◆ **Directions**:
Word for word, repeat every entry that appears below.

Start of Input data

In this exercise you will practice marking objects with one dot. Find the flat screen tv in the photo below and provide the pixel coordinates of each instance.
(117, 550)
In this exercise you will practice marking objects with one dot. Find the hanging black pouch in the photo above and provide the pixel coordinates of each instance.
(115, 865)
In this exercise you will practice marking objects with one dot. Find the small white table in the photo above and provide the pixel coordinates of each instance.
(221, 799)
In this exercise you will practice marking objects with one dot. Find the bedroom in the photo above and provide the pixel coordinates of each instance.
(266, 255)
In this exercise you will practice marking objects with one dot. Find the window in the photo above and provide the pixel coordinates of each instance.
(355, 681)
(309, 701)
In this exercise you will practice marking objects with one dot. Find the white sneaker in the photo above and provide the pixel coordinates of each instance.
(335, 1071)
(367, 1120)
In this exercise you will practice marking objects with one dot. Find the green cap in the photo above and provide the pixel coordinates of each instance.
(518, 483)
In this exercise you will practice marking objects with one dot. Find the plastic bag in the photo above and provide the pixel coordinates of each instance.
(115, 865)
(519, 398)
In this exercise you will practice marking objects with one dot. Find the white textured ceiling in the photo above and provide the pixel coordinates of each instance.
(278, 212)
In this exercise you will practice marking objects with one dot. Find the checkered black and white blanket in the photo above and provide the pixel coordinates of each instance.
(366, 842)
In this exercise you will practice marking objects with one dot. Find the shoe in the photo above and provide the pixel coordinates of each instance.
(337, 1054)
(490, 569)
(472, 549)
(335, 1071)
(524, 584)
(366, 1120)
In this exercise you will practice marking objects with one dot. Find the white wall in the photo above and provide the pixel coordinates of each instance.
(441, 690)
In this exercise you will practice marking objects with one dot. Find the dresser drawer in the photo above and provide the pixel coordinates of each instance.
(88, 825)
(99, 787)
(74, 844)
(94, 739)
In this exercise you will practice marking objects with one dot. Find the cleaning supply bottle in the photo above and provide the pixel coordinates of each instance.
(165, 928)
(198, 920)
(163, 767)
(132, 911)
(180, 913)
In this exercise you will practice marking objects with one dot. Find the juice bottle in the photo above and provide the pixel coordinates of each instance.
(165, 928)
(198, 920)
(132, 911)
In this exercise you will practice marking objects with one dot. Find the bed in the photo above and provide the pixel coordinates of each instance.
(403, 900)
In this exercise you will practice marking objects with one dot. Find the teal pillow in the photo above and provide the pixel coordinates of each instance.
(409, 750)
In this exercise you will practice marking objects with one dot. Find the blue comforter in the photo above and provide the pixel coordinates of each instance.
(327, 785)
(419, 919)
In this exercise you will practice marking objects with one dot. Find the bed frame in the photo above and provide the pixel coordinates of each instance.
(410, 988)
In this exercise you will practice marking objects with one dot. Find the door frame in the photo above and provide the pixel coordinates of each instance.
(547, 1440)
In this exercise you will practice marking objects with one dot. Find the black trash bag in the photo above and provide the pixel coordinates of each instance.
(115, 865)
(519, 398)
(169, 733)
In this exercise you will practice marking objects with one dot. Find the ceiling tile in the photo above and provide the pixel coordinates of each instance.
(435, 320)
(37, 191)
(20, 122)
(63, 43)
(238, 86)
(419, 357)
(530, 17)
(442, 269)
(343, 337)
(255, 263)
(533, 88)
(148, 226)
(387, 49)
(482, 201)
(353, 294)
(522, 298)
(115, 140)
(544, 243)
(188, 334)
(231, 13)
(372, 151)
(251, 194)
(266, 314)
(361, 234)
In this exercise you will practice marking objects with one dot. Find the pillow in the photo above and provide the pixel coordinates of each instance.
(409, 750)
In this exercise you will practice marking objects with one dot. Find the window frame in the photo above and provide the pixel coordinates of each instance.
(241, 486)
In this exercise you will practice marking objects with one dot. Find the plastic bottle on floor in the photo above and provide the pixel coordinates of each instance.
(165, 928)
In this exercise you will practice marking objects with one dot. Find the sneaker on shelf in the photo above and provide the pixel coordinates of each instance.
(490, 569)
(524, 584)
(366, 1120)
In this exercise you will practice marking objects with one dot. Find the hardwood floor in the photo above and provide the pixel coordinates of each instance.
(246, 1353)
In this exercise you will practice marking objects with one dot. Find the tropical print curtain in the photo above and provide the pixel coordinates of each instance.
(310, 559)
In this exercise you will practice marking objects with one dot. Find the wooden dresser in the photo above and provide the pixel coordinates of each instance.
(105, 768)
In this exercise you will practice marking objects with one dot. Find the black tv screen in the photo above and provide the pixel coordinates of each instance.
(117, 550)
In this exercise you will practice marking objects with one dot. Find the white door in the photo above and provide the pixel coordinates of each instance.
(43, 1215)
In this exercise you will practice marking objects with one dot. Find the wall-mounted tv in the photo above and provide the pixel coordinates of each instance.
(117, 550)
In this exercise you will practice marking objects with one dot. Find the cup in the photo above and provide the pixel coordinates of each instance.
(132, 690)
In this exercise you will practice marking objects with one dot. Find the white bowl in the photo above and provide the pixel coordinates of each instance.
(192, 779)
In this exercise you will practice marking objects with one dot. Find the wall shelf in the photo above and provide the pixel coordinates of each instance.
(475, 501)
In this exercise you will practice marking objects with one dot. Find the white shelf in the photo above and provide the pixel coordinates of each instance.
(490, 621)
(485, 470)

End of Input data

◆ **Reply**:
In this exercise you will practice marking objects with one dot. Find the flat screen tv in the photo below and provide the pixel coordinates of each instance.
(117, 550)
In this exercise you will practice marking objects with one dot. Find the hanging black pouch in the photo above and provide the pixel coordinates of each instance.
(115, 865)
In this exercise you will practice marking objects with one dot. Find the small white table in the photo above and provide the pixel coordinates of each instance.
(221, 799)
In this exercise you will practice marking objects with one dot. Find the bedroom in the photo above and provide the pixel coordinates of each instance.
(266, 255)
In this exercise you will practice marking objects with one dot. Find the window in the photo above and provide the pixel coordinates of each instance.
(355, 681)
(309, 701)
In this exercise you will practice marking objects with one dot. Find the white sneaker in the photo above and provide the pixel coordinates of each instance.
(335, 1071)
(367, 1120)
In this exercise you will practice marking objects with one dot. Find the green cap in the photo above and provide the pixel coordinates of each instance.
(518, 483)
In this exercise you will practice marking objects with one dot. Find the plastic bag in the photo above and provide the pixel coordinates of each instance.
(115, 865)
(519, 398)
In this exercise you will practice marking objects with one dot. Find the white textured ceiling in the photo above and provide the pixel coordinates of each instance.
(278, 212)
In this exercise you will practice marking objects with one dot. Find the checkered black and white blanket in the photo above and provide the pixel coordinates of each instance.
(366, 842)
In this exercise you will practice marking objects with one dot. Find the shoe in the photo above and provide the pixel coordinates of each instance.
(337, 1054)
(490, 569)
(472, 549)
(335, 1071)
(524, 584)
(366, 1120)
In this exercise you will practice marking objects with one dot. Find the white wall in the photo above and provide the pixel coordinates of each instance.
(441, 690)
In this exercise you will practice marking objects with one dot. Find the dresser drawer in the photo above and provide the pixel coordinates of each instance.
(88, 825)
(99, 787)
(74, 844)
(94, 739)
In this exercise you will practice marking objects with one dot. Find the cleaning supply bottle in the photo above and provide the pixel coordinates of each instance.
(165, 928)
(198, 920)
(163, 767)
(132, 911)
(180, 913)
In this exercise you will practice marking objects with one dot. Find the juice bottle in the photo above and provide the pixel coordinates of each instance.
(165, 928)
(198, 920)
(132, 911)
In this exercise you will practice marking objects with one dot. Find the bed in the photo above and provide the pixel coordinates of each instance.
(403, 900)
In this exercise you will practice marking objects with one dot. Find the teal pillow in the photo above and provide the pixel coordinates of each instance.
(409, 750)
In this exercise you will practice marking objects with one dot. Find the blue comforter in the photo above and provide the pixel coordinates of each instance.
(327, 785)
(419, 919)
In this exercise you will practice marking objects with one dot. Find the bed frame in the photo above and provide the pixel coordinates of each instance.
(410, 988)
In this exercise you will practice marking objects with one dot. Find the door frame in the photo above and provide the pixel coordinates of each instance.
(547, 1440)
In this exercise you will practice marking objects with one dot. Find the black trash bag in the photo above and provide the pixel coordinates of each instance.
(115, 865)
(519, 398)
(169, 733)
In this exercise you will practice marking objects with one dot. Find the ceiling tile in the photo above and provide the pixel coordinates of each instance.
(435, 320)
(37, 191)
(20, 122)
(63, 43)
(238, 86)
(419, 357)
(530, 17)
(442, 269)
(343, 337)
(255, 263)
(533, 88)
(148, 226)
(387, 49)
(482, 201)
(353, 294)
(522, 298)
(115, 140)
(544, 243)
(188, 334)
(231, 13)
(372, 151)
(251, 194)
(266, 314)
(361, 234)
In this exercise you will practice marking objects with one dot. Find the pillow in the photo above and provide the pixel coordinates of each instance.
(409, 750)
In this exercise you will practice marking objects with one dot. Find the window frame in the photo above and provide the pixel coordinates of each instance.
(241, 486)
In this exercise you will practice marking objects with one dot. Find the plastic bottle on floor in the photo above and provide the pixel coordinates of each instance.
(165, 928)
In this exercise you will practice marking objects with one dot. Find the sneaker on shelf in the photo above and provide the pixel coordinates of each instance.
(490, 569)
(524, 584)
(366, 1120)
In this exercise you will practice marking objects with one dot. Find the hardwood floor in the photo above and provide the pixel coordinates of each instance.
(246, 1353)
In this exercise you will practice marking objects with one dot. Find the tropical print curtain in the photo above and provide the pixel coordinates of each instance.
(310, 559)
In this exercise you will practice marking objects with one dot. Find the wooden dresser in the photo above and provide the pixel coordinates of each instance.
(105, 768)
In this exercise you will practice marking objects with one dot. Find the black tv screen in the photo above and provide the pixel coordinates of each instance.
(117, 550)
In this exercise you will practice marking objects with one dot. Find the white door in the photo above and provide the pixel coordinates of each instance.
(43, 1215)
In this exercise you will practice marking objects with one dot. Find the wall-mounted tv in the photo above and provide the pixel coordinates of each instance.
(117, 550)
In this exercise you will practice marking objects with one dot. Find the cup in the photo above and provide the pixel coordinates of each instance.
(132, 690)
In this exercise you will practice marking objects with one dot. Find the white bowl in the photo above and provide the pixel coordinates of each instance.
(192, 779)
In this exercise you will practice marking objects with one dot. Find the wall shelf in the photo above and provide the pixel coordinates of each instance.
(475, 501)
In this exercise you will practice marking objects with one dot. Find the white shelf in the photo above and provide the pixel coordinates of each instance.
(490, 621)
(485, 470)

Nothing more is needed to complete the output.